▸ Problem to work on: Word for word, transcribe the lines from the one containing "the red long" through the end of the entries, both included, and nothing else.

***

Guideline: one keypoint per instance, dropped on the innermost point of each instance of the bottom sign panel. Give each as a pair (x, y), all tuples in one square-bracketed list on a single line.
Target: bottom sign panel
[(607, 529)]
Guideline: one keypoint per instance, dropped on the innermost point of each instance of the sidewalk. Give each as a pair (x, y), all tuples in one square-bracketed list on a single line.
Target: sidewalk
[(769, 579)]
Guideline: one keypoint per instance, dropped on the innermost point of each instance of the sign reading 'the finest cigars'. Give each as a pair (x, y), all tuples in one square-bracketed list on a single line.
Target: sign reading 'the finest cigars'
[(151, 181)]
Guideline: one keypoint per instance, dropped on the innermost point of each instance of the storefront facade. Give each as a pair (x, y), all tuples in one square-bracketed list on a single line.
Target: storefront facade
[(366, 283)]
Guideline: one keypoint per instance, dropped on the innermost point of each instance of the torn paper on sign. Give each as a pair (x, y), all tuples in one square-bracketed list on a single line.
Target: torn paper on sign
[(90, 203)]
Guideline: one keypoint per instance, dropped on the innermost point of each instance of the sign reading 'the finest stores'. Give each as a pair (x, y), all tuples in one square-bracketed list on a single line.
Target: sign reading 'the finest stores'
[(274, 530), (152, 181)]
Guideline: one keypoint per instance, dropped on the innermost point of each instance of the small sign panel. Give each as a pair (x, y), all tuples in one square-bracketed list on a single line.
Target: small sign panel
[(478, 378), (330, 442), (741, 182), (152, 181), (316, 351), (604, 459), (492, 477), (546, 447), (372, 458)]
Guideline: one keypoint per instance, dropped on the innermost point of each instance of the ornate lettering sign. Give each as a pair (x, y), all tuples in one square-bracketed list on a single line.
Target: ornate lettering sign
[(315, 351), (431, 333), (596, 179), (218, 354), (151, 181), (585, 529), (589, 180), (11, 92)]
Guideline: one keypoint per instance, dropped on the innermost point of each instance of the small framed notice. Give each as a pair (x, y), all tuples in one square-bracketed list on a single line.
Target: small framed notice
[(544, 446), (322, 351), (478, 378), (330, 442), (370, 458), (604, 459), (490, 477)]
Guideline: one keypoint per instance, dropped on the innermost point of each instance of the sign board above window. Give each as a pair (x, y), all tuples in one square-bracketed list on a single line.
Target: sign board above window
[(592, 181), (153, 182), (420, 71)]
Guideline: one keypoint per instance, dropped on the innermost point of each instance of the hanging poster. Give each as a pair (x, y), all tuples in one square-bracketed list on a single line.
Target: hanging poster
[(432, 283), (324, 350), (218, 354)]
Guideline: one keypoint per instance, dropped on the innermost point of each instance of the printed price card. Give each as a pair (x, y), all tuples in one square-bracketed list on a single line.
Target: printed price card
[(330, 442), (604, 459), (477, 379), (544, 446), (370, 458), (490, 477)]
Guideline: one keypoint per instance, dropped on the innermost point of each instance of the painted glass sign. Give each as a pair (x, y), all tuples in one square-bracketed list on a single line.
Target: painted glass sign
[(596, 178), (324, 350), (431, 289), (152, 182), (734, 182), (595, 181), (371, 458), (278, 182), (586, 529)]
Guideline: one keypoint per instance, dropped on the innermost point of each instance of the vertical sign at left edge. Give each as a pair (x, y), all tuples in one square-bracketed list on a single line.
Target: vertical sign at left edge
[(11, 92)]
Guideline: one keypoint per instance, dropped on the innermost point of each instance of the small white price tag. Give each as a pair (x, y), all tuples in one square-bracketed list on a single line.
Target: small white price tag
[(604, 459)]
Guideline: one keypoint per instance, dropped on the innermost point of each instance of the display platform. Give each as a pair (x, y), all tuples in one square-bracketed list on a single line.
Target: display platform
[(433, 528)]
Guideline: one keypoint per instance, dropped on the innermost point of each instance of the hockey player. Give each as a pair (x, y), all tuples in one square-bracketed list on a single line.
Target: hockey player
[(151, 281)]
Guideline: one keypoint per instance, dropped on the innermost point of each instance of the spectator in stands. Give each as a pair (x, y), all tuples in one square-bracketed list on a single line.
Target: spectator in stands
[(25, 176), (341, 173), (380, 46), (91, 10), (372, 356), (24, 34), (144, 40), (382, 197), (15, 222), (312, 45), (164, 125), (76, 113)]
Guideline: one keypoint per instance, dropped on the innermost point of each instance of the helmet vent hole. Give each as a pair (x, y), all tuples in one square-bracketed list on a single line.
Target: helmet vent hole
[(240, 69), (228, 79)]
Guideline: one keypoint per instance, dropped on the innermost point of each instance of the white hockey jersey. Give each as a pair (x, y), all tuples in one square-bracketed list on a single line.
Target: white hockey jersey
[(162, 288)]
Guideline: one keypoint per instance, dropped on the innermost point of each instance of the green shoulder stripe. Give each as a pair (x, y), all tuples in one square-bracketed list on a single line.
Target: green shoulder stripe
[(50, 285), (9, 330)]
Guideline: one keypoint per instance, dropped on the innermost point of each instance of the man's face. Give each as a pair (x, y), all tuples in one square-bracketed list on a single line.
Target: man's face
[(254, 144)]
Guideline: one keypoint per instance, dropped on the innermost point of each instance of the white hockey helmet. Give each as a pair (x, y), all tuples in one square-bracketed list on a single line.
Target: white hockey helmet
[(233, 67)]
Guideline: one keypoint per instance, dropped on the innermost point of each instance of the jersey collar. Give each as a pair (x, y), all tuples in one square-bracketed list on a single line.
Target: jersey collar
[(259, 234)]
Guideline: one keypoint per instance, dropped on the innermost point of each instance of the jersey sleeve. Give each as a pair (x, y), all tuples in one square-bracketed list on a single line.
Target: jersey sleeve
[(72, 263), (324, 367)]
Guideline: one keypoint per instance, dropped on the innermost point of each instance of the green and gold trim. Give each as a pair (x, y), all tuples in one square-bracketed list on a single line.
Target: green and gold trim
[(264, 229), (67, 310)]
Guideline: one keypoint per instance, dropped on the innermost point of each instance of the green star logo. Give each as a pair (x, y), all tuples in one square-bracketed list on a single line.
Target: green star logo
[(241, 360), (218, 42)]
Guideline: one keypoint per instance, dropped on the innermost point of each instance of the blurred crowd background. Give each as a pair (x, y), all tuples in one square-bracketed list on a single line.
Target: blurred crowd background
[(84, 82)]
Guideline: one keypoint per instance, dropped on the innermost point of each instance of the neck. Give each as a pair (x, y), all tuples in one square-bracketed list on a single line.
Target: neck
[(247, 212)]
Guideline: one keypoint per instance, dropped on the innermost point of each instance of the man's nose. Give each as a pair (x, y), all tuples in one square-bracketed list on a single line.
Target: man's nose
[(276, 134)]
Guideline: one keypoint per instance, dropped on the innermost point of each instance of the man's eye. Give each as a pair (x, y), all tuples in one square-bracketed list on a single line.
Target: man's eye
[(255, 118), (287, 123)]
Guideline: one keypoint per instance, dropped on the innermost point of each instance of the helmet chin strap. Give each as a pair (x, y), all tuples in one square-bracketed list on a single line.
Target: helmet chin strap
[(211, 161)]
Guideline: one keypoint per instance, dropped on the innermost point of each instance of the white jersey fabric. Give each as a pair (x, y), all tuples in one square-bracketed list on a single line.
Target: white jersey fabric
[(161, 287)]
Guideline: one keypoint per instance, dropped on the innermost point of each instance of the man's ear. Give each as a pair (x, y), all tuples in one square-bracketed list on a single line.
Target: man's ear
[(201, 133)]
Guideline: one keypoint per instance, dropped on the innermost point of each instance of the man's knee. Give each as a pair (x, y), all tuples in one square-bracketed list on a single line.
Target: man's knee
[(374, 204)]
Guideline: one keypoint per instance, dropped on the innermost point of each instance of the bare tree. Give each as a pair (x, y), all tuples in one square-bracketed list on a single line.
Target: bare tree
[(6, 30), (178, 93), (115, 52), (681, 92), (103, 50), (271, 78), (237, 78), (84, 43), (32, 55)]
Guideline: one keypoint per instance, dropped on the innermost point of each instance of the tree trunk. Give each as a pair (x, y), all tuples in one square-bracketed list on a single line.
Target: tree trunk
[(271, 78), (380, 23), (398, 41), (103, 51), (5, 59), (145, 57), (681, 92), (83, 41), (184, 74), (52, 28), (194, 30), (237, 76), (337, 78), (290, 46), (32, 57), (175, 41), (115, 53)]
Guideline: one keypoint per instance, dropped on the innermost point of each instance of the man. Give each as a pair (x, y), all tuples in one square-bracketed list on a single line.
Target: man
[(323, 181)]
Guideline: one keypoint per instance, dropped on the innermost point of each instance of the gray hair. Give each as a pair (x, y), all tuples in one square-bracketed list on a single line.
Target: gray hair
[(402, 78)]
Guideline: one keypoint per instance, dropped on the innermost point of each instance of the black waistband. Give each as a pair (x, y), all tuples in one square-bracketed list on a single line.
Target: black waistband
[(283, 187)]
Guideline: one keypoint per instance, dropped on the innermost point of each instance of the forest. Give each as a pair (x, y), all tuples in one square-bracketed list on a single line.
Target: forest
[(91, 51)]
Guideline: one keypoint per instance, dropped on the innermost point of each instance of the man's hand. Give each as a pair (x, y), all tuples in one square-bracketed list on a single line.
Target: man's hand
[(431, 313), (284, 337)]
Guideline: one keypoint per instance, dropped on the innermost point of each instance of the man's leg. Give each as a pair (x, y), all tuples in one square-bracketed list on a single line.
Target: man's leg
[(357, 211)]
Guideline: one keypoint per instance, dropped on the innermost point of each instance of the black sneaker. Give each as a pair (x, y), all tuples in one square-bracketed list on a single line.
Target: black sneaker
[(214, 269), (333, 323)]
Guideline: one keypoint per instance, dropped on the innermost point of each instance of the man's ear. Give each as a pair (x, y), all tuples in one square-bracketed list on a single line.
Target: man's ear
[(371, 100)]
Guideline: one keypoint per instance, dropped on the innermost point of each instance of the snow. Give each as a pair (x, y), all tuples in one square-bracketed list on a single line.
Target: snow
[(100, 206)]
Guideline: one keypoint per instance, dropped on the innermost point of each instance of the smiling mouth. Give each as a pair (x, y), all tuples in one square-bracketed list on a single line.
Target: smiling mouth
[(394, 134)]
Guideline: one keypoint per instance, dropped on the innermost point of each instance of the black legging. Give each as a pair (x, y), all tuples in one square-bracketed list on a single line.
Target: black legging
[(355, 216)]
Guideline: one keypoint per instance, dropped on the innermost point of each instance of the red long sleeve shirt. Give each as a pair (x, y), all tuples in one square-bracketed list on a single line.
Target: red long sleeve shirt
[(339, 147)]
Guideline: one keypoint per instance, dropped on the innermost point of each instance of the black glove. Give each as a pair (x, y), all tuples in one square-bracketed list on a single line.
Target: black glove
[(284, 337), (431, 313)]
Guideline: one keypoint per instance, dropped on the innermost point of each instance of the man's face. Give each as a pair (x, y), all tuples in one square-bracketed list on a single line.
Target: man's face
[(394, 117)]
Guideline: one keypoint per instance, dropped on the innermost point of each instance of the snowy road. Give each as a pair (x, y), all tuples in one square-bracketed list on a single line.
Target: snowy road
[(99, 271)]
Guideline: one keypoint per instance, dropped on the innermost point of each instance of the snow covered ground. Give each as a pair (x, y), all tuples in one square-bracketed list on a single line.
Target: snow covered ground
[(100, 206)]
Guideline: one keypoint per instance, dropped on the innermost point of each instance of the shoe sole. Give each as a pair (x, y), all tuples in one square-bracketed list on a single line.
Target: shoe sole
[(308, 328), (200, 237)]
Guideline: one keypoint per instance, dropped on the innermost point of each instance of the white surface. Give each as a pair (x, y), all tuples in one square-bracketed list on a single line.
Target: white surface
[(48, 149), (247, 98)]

***

▸ Exercise result:
Guideline: one keypoint per instance, dropped on the innermost point of each instance of the red long sleeve shirt. Give each as a pair (x, y), all tuples in one square-bracketed list on a single line.
Target: red long sleeve shirt
[(339, 147)]
Guideline: one keypoint per instance, dropped on the innermost point of each instance of the black glove. Give each as a pair (x, y), all tuples in one square-bracketed list on a single line.
Target: black glove
[(284, 337), (431, 313)]
Guideline: one keypoint per instance, dropped on the innermost point of each instance of the man's face. Give each as a pair (x, y), all tuples in one square-bracketed list on a single line.
Target: man's face
[(394, 117)]
Guideline: one keypoint per instance, dropped on the innermost point of each instance of the snowy road. Give each as a pair (x, y), all tuples in one square-bracketed list on a single line.
Target: snowy road
[(99, 271)]
Guideline: one keypoint per instance, dropped on the innermost point of each instance of the snow covered ground. Give each as a pair (x, y), all tuples in one square-bracketed list on a single line.
Target: snow covered ground
[(100, 206)]
Guideline: one keypoint per instance, dropped on the innermost point of each instance of the shoe sole. Give each as a pair (x, y), all tuples in one square-bracketed list on a single line.
Target: shoe sole
[(308, 328), (200, 237)]
Guideline: one keypoint per instance, dropped on the innermost point of each instance of the white surface. Give each as a pair (x, y), all tuples in one square-bracketed list on a single line.
Target: white surface
[(48, 149), (247, 98)]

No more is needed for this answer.